TEXT PROVIDED >>
The popular referendum held on the future of East Timor in August 1999 presented a novel challenge for ASEAN and its members. During the twenty-four-year Indonesian occupation of the territory ASEAN had studiously upheld its policy of non-interference in the internal affairs of member states, despite the fact that the 1975 invasion was a violation of international law and despite the ongoing abuses of human rights. For this reason, ASEAN was ill-prepared to play a constructive role at the time of the referendum and East Timorese leaders had little reason to view ASEAN with much sympathy. Nevertheless, when the UN called for regional participation in the peacekeeping force tasked with maintaining security in the territory until the restoration of independence in May 2002, Thailand, the Philippines, Malaysia, and Singapore all agreed to contribute military personnel.
With the achievement of independence, East Timorese elites began to discuss foreign policy issues, including application for membership in regional associations. These early discussions were coloured by concern about negotiating the maritime boundary with Australia and production-sharing agreements from offshore oil and gas fields, but also included consideration of cultural affinities with states in the Pacific Islands Forum and the potential economic and security benefits of orientation toward ASEAN. Further afield, the Community of Portuguese-speaking Countries offered historic and linguistic succor, while China loomed as a potential benefactor.

SUPPLIED INFORMATION >>

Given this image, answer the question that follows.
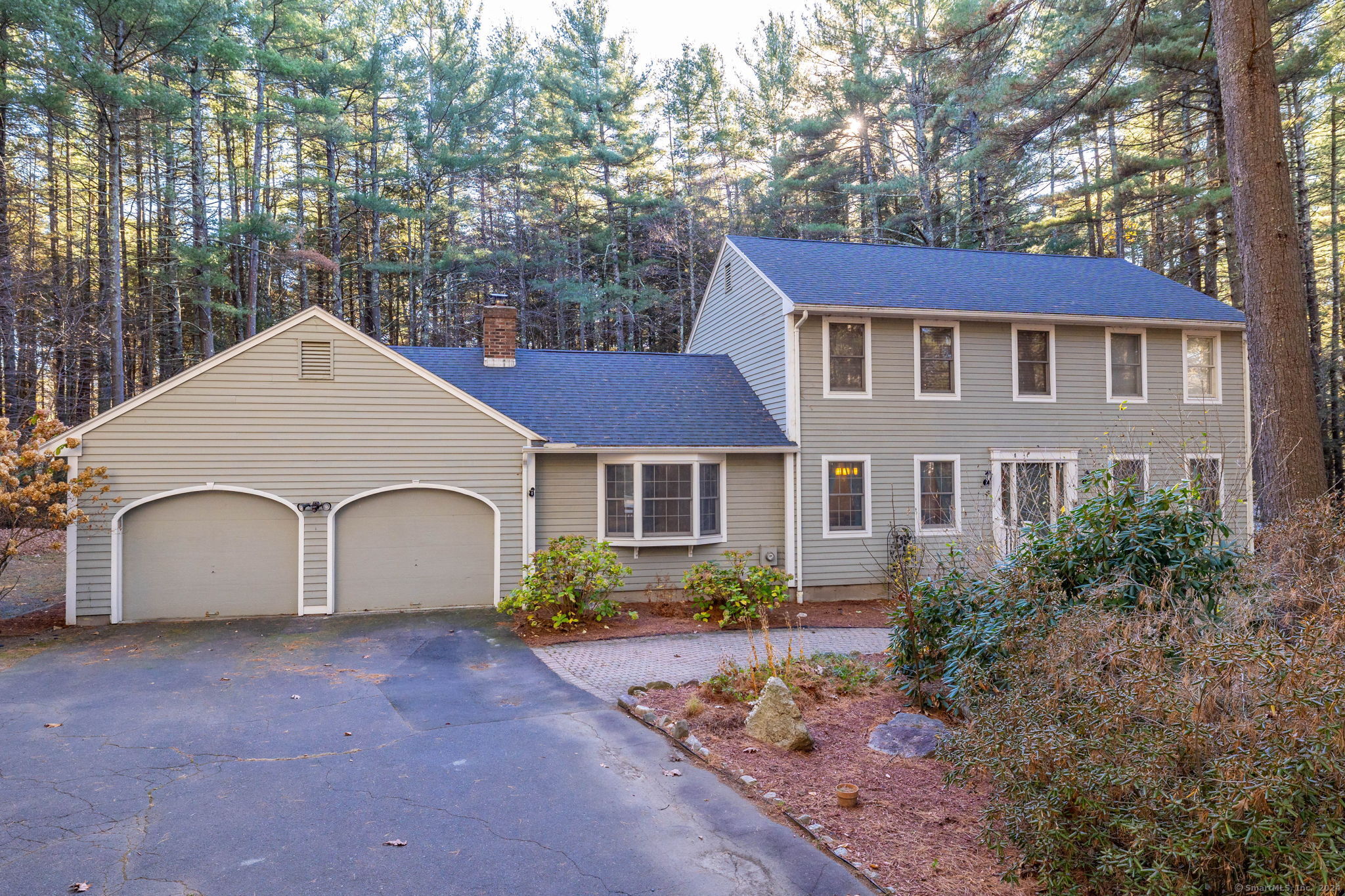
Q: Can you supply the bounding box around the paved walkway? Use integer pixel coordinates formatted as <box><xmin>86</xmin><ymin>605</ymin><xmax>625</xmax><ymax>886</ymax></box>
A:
<box><xmin>533</xmin><ymin>629</ymin><xmax>888</xmax><ymax>700</ymax></box>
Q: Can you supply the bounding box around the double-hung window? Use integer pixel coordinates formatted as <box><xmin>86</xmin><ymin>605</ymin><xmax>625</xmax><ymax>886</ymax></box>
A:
<box><xmin>822</xmin><ymin>456</ymin><xmax>870</xmax><ymax>539</ymax></box>
<box><xmin>823</xmin><ymin>317</ymin><xmax>870</xmax><ymax>398</ymax></box>
<box><xmin>915</xmin><ymin>454</ymin><xmax>961</xmax><ymax>534</ymax></box>
<box><xmin>1182</xmin><ymin>330</ymin><xmax>1223</xmax><ymax>404</ymax></box>
<box><xmin>1013</xmin><ymin>324</ymin><xmax>1056</xmax><ymax>402</ymax></box>
<box><xmin>1107</xmin><ymin>329</ymin><xmax>1149</xmax><ymax>402</ymax></box>
<box><xmin>915</xmin><ymin>321</ymin><xmax>961</xmax><ymax>400</ymax></box>
<box><xmin>600</xmin><ymin>456</ymin><xmax>724</xmax><ymax>544</ymax></box>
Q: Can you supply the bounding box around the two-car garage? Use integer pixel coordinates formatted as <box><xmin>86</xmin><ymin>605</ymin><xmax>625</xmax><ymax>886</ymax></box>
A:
<box><xmin>112</xmin><ymin>482</ymin><xmax>499</xmax><ymax>622</ymax></box>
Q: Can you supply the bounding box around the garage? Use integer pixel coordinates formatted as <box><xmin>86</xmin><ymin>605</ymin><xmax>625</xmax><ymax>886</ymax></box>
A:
<box><xmin>330</xmin><ymin>484</ymin><xmax>499</xmax><ymax>612</ymax></box>
<box><xmin>120</xmin><ymin>488</ymin><xmax>299</xmax><ymax>622</ymax></box>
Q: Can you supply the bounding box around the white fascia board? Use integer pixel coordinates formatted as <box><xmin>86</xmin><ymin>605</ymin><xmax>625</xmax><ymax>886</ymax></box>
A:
<box><xmin>41</xmin><ymin>305</ymin><xmax>544</xmax><ymax>452</ymax></box>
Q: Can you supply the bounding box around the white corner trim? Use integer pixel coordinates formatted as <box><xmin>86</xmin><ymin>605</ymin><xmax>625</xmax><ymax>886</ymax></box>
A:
<box><xmin>822</xmin><ymin>314</ymin><xmax>873</xmax><ymax>400</ymax></box>
<box><xmin>1181</xmin><ymin>329</ymin><xmax>1226</xmax><ymax>404</ymax></box>
<box><xmin>910</xmin><ymin>320</ymin><xmax>961</xmax><ymax>402</ymax></box>
<box><xmin>327</xmin><ymin>480</ymin><xmax>506</xmax><ymax>614</ymax></box>
<box><xmin>110</xmin><ymin>482</ymin><xmax>304</xmax><ymax>622</ymax></box>
<box><xmin>1103</xmin><ymin>326</ymin><xmax>1149</xmax><ymax>404</ymax></box>
<box><xmin>912</xmin><ymin>454</ymin><xmax>961</xmax><ymax>534</ymax></box>
<box><xmin>41</xmin><ymin>305</ymin><xmax>544</xmax><ymax>450</ymax></box>
<box><xmin>822</xmin><ymin>454</ymin><xmax>873</xmax><ymax>539</ymax></box>
<box><xmin>1009</xmin><ymin>322</ymin><xmax>1056</xmax><ymax>402</ymax></box>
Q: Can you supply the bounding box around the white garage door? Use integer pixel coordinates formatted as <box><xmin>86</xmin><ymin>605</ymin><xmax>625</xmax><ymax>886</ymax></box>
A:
<box><xmin>121</xmin><ymin>490</ymin><xmax>299</xmax><ymax>622</ymax></box>
<box><xmin>334</xmin><ymin>488</ymin><xmax>495</xmax><ymax>612</ymax></box>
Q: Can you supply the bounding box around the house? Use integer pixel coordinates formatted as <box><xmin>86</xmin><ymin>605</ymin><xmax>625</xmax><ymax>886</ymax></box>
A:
<box><xmin>49</xmin><ymin>236</ymin><xmax>1248</xmax><ymax>622</ymax></box>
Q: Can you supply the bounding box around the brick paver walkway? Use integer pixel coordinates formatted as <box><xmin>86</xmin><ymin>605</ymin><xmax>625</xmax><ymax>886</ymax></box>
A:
<box><xmin>533</xmin><ymin>629</ymin><xmax>888</xmax><ymax>700</ymax></box>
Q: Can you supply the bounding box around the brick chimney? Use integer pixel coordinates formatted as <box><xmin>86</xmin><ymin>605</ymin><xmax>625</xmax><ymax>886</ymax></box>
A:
<box><xmin>481</xmin><ymin>293</ymin><xmax>518</xmax><ymax>367</ymax></box>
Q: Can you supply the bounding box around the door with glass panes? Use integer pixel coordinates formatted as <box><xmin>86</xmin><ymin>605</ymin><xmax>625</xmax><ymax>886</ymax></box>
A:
<box><xmin>991</xmin><ymin>452</ymin><xmax>1078</xmax><ymax>553</ymax></box>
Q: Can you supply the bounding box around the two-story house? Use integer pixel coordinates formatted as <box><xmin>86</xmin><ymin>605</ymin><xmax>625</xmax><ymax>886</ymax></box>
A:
<box><xmin>49</xmin><ymin>236</ymin><xmax>1250</xmax><ymax>624</ymax></box>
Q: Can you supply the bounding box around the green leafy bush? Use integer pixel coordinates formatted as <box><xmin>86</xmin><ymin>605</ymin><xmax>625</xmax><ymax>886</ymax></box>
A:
<box><xmin>498</xmin><ymin>534</ymin><xmax>635</xmax><ymax>629</ymax></box>
<box><xmin>682</xmin><ymin>551</ymin><xmax>793</xmax><ymax>626</ymax></box>
<box><xmin>889</xmin><ymin>471</ymin><xmax>1243</xmax><ymax>708</ymax></box>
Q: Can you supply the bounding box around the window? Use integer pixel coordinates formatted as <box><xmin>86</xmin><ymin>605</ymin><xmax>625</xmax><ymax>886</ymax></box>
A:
<box><xmin>915</xmin><ymin>454</ymin><xmax>961</xmax><ymax>533</ymax></box>
<box><xmin>598</xmin><ymin>456</ymin><xmax>724</xmax><ymax>545</ymax></box>
<box><xmin>1110</xmin><ymin>454</ymin><xmax>1149</xmax><ymax>492</ymax></box>
<box><xmin>1182</xmin><ymin>331</ymin><xmax>1222</xmax><ymax>404</ymax></box>
<box><xmin>822</xmin><ymin>457</ymin><xmax>869</xmax><ymax>538</ymax></box>
<box><xmin>915</xmin><ymin>321</ymin><xmax>961</xmax><ymax>399</ymax></box>
<box><xmin>990</xmin><ymin>450</ymin><xmax>1078</xmax><ymax>553</ymax></box>
<box><xmin>1186</xmin><ymin>454</ymin><xmax>1224</xmax><ymax>513</ymax></box>
<box><xmin>1013</xmin><ymin>324</ymin><xmax>1056</xmax><ymax>402</ymax></box>
<box><xmin>824</xmin><ymin>317</ymin><xmax>869</xmax><ymax>398</ymax></box>
<box><xmin>1107</xmin><ymin>329</ymin><xmax>1149</xmax><ymax>402</ymax></box>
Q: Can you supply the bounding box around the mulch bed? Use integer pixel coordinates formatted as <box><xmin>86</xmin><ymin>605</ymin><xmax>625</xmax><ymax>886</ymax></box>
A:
<box><xmin>500</xmin><ymin>601</ymin><xmax>888</xmax><ymax>647</ymax></box>
<box><xmin>639</xmin><ymin>672</ymin><xmax>1036</xmax><ymax>896</ymax></box>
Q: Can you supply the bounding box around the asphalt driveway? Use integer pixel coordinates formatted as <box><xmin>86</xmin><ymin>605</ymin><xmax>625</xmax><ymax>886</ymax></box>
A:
<box><xmin>0</xmin><ymin>611</ymin><xmax>864</xmax><ymax>896</ymax></box>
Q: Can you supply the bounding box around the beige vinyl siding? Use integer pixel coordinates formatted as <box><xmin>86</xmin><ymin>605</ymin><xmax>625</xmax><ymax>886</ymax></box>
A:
<box><xmin>77</xmin><ymin>318</ymin><xmax>526</xmax><ymax>615</ymax></box>
<box><xmin>799</xmin><ymin>316</ymin><xmax>1246</xmax><ymax>587</ymax></box>
<box><xmin>537</xmin><ymin>453</ymin><xmax>784</xmax><ymax>599</ymax></box>
<box><xmin>686</xmin><ymin>243</ymin><xmax>787</xmax><ymax>430</ymax></box>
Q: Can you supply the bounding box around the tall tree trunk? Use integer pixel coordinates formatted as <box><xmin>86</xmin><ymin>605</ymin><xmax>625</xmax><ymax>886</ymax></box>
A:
<box><xmin>1209</xmin><ymin>0</ymin><xmax>1326</xmax><ymax>520</ymax></box>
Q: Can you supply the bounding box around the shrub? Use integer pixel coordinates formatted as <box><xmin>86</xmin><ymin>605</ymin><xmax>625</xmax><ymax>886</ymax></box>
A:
<box><xmin>682</xmin><ymin>551</ymin><xmax>793</xmax><ymax>626</ymax></box>
<box><xmin>889</xmin><ymin>471</ymin><xmax>1243</xmax><ymax>708</ymax></box>
<box><xmin>939</xmin><ymin>500</ymin><xmax>1345</xmax><ymax>896</ymax></box>
<box><xmin>499</xmin><ymin>534</ymin><xmax>635</xmax><ymax>629</ymax></box>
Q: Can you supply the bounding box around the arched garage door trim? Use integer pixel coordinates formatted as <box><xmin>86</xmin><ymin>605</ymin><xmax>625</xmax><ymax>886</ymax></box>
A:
<box><xmin>112</xmin><ymin>482</ymin><xmax>304</xmax><ymax>622</ymax></box>
<box><xmin>327</xmin><ymin>480</ymin><xmax>500</xmax><ymax>612</ymax></box>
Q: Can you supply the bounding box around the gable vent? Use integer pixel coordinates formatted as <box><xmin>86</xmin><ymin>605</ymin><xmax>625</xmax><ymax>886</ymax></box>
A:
<box><xmin>299</xmin><ymin>340</ymin><xmax>334</xmax><ymax>380</ymax></box>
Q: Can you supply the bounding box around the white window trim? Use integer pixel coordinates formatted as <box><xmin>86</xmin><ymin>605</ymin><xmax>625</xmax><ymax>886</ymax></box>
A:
<box><xmin>1182</xmin><ymin>451</ymin><xmax>1227</xmax><ymax>516</ymax></box>
<box><xmin>822</xmin><ymin>454</ymin><xmax>873</xmax><ymax>539</ymax></box>
<box><xmin>910</xmin><ymin>320</ymin><xmax>961</xmax><ymax>402</ymax></box>
<box><xmin>596</xmin><ymin>454</ymin><xmax>729</xmax><ymax>548</ymax></box>
<box><xmin>822</xmin><ymin>314</ymin><xmax>873</xmax><ymax>399</ymax></box>
<box><xmin>1009</xmin><ymin>324</ymin><xmax>1056</xmax><ymax>402</ymax></box>
<box><xmin>1107</xmin><ymin>452</ymin><xmax>1154</xmax><ymax>492</ymax></box>
<box><xmin>915</xmin><ymin>454</ymin><xmax>961</xmax><ymax>534</ymax></box>
<box><xmin>1181</xmin><ymin>329</ymin><xmax>1224</xmax><ymax>406</ymax></box>
<box><xmin>1103</xmin><ymin>326</ymin><xmax>1149</xmax><ymax>404</ymax></box>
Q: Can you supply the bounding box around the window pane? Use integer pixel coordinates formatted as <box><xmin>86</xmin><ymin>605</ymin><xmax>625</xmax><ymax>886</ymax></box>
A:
<box><xmin>1018</xmin><ymin>330</ymin><xmax>1050</xmax><ymax>395</ymax></box>
<box><xmin>920</xmin><ymin>326</ymin><xmax>954</xmax><ymax>393</ymax></box>
<box><xmin>827</xmin><ymin>461</ymin><xmax>864</xmax><ymax>532</ymax></box>
<box><xmin>640</xmin><ymin>463</ymin><xmax>692</xmax><ymax>536</ymax></box>
<box><xmin>1111</xmin><ymin>457</ymin><xmax>1149</xmax><ymax>490</ymax></box>
<box><xmin>829</xmin><ymin>324</ymin><xmax>865</xmax><ymax>393</ymax></box>
<box><xmin>606</xmin><ymin>463</ymin><xmax>635</xmax><ymax>534</ymax></box>
<box><xmin>701</xmin><ymin>463</ymin><xmax>720</xmax><ymax>534</ymax></box>
<box><xmin>920</xmin><ymin>461</ymin><xmax>958</xmax><ymax>528</ymax></box>
<box><xmin>1186</xmin><ymin>457</ymin><xmax>1223</xmax><ymax>513</ymax></box>
<box><xmin>1111</xmin><ymin>333</ymin><xmax>1143</xmax><ymax>398</ymax></box>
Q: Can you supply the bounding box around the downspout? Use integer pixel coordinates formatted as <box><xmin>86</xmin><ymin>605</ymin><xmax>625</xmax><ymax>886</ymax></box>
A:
<box><xmin>787</xmin><ymin>309</ymin><xmax>808</xmax><ymax>603</ymax></box>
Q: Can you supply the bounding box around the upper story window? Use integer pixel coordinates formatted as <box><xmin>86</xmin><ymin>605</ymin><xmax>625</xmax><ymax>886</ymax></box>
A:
<box><xmin>822</xmin><ymin>456</ymin><xmax>870</xmax><ymax>538</ymax></box>
<box><xmin>915</xmin><ymin>321</ymin><xmax>961</xmax><ymax>399</ymax></box>
<box><xmin>823</xmin><ymin>317</ymin><xmax>870</xmax><ymax>398</ymax></box>
<box><xmin>1013</xmin><ymin>324</ymin><xmax>1056</xmax><ymax>402</ymax></box>
<box><xmin>1182</xmin><ymin>330</ymin><xmax>1223</xmax><ymax>404</ymax></box>
<box><xmin>1107</xmin><ymin>329</ymin><xmax>1149</xmax><ymax>402</ymax></box>
<box><xmin>600</xmin><ymin>456</ymin><xmax>724</xmax><ymax>544</ymax></box>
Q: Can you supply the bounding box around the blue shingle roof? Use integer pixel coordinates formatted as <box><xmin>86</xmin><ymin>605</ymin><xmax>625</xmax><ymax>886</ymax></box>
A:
<box><xmin>391</xmin><ymin>345</ymin><xmax>792</xmax><ymax>447</ymax></box>
<box><xmin>729</xmin><ymin>236</ymin><xmax>1245</xmax><ymax>324</ymax></box>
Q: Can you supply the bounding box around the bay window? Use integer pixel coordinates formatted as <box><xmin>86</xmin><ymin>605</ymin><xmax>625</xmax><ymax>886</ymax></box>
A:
<box><xmin>598</xmin><ymin>456</ymin><xmax>724</xmax><ymax>545</ymax></box>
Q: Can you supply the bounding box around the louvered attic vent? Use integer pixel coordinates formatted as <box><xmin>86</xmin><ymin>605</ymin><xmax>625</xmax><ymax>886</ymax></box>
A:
<box><xmin>299</xmin><ymin>340</ymin><xmax>334</xmax><ymax>380</ymax></box>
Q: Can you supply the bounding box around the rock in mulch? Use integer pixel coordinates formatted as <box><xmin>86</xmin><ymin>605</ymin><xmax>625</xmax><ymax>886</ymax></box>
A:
<box><xmin>747</xmin><ymin>675</ymin><xmax>812</xmax><ymax>750</ymax></box>
<box><xmin>869</xmin><ymin>712</ymin><xmax>948</xmax><ymax>759</ymax></box>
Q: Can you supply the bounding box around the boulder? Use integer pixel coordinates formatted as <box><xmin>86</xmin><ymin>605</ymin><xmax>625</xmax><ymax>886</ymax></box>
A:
<box><xmin>869</xmin><ymin>712</ymin><xmax>948</xmax><ymax>759</ymax></box>
<box><xmin>747</xmin><ymin>675</ymin><xmax>812</xmax><ymax>750</ymax></box>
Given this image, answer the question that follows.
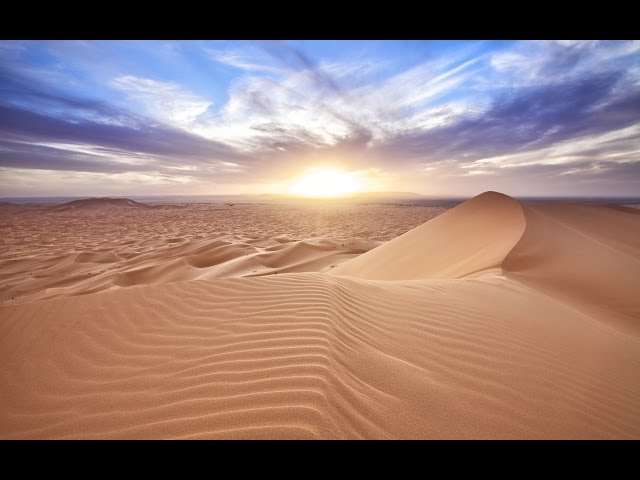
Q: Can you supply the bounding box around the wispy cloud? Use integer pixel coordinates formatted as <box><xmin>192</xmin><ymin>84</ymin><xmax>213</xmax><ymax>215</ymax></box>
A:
<box><xmin>0</xmin><ymin>41</ymin><xmax>640</xmax><ymax>194</ymax></box>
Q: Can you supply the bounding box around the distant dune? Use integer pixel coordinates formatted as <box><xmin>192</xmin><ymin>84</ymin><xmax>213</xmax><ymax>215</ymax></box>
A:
<box><xmin>0</xmin><ymin>192</ymin><xmax>640</xmax><ymax>439</ymax></box>
<box><xmin>51</xmin><ymin>197</ymin><xmax>151</xmax><ymax>212</ymax></box>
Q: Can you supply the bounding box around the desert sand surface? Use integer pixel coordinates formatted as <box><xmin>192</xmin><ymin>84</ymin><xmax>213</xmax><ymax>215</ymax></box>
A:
<box><xmin>0</xmin><ymin>192</ymin><xmax>640</xmax><ymax>439</ymax></box>
<box><xmin>0</xmin><ymin>198</ymin><xmax>446</xmax><ymax>304</ymax></box>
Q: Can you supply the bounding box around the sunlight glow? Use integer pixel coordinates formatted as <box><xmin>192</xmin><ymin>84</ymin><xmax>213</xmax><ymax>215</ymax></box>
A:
<box><xmin>291</xmin><ymin>168</ymin><xmax>359</xmax><ymax>198</ymax></box>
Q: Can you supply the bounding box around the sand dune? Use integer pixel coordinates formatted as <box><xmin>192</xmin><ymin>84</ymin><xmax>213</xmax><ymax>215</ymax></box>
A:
<box><xmin>0</xmin><ymin>199</ymin><xmax>444</xmax><ymax>303</ymax></box>
<box><xmin>332</xmin><ymin>192</ymin><xmax>525</xmax><ymax>280</ymax></box>
<box><xmin>0</xmin><ymin>192</ymin><xmax>640</xmax><ymax>438</ymax></box>
<box><xmin>51</xmin><ymin>197</ymin><xmax>152</xmax><ymax>212</ymax></box>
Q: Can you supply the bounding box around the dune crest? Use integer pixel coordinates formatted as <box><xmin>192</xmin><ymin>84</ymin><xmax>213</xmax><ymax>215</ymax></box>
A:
<box><xmin>0</xmin><ymin>192</ymin><xmax>640</xmax><ymax>439</ymax></box>
<box><xmin>50</xmin><ymin>197</ymin><xmax>153</xmax><ymax>212</ymax></box>
<box><xmin>331</xmin><ymin>192</ymin><xmax>526</xmax><ymax>280</ymax></box>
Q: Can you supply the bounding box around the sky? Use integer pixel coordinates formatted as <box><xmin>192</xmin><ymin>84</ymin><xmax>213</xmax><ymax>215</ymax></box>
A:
<box><xmin>0</xmin><ymin>40</ymin><xmax>640</xmax><ymax>197</ymax></box>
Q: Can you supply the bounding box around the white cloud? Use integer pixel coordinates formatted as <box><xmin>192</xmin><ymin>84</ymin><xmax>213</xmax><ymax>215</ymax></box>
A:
<box><xmin>204</xmin><ymin>47</ymin><xmax>282</xmax><ymax>73</ymax></box>
<box><xmin>111</xmin><ymin>75</ymin><xmax>212</xmax><ymax>128</ymax></box>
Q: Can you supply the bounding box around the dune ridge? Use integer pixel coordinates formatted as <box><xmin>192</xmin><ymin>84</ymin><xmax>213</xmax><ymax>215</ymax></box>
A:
<box><xmin>50</xmin><ymin>197</ymin><xmax>153</xmax><ymax>212</ymax></box>
<box><xmin>0</xmin><ymin>192</ymin><xmax>640</xmax><ymax>439</ymax></box>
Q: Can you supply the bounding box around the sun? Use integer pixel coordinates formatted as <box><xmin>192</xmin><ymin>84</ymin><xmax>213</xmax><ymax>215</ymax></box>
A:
<box><xmin>291</xmin><ymin>168</ymin><xmax>358</xmax><ymax>198</ymax></box>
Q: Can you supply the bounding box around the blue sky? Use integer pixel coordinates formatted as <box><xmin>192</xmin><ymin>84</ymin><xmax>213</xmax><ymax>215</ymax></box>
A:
<box><xmin>0</xmin><ymin>41</ymin><xmax>640</xmax><ymax>197</ymax></box>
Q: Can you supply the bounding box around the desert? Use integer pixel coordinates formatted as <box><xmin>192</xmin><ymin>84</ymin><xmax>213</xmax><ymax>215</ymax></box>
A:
<box><xmin>0</xmin><ymin>192</ymin><xmax>640</xmax><ymax>439</ymax></box>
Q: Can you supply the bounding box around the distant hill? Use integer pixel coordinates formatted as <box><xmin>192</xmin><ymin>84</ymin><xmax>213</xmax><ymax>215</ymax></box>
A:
<box><xmin>51</xmin><ymin>197</ymin><xmax>152</xmax><ymax>212</ymax></box>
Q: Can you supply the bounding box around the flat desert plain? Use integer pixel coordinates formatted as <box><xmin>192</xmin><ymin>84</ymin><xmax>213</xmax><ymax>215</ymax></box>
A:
<box><xmin>0</xmin><ymin>192</ymin><xmax>640</xmax><ymax>439</ymax></box>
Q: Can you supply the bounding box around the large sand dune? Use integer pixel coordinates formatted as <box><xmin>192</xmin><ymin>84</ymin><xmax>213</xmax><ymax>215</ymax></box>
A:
<box><xmin>0</xmin><ymin>192</ymin><xmax>640</xmax><ymax>438</ymax></box>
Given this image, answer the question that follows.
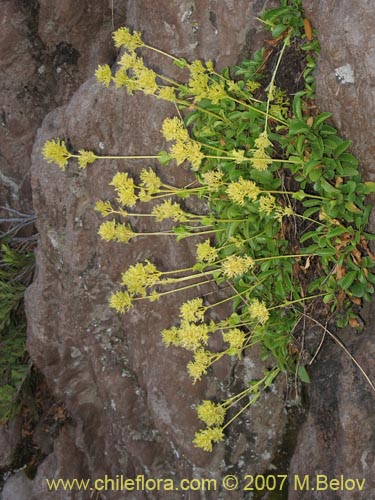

TASK REQUIREMENTS >>
1/ In the text on East Timor and ASEAN, which ASEAN members agreed to contribute military personnel to the UN peacekeeping force?
2/ Continue the text on East Timor and ASEAN from its last sentence.

ANSWER LIST >>
1/ Thailand, the Philippines, Malaysia, and Singapore.

2/
Timor-Leste thus enjoyed a range of options in the international arena, but it faced pressing issues on the domestic front. Physical infrastructure had been devastated by the Indonesian military and its militias in 1999, tens of thousands of people remained displaced from their homes (some still in Indonesian West Timor), agricultural output was well below domestic needs, basic health care was limited, and the education system needed to be rebuilt from scratch. The United Nations and a host of international agencies provided technical assistance and aid, but much of the focus was on building new state institutions, not the provision of services or job creation. With meager annual state budgets, the Fretilin government led by Prime Minister Mari Alkatiri prioritized the repair of basic infrastructure, health care (with Cuba providing doctors to serve in rural clinics and medical training for East Timorese students), and primary education (with Portugal providing several hundred volunteer language teachers).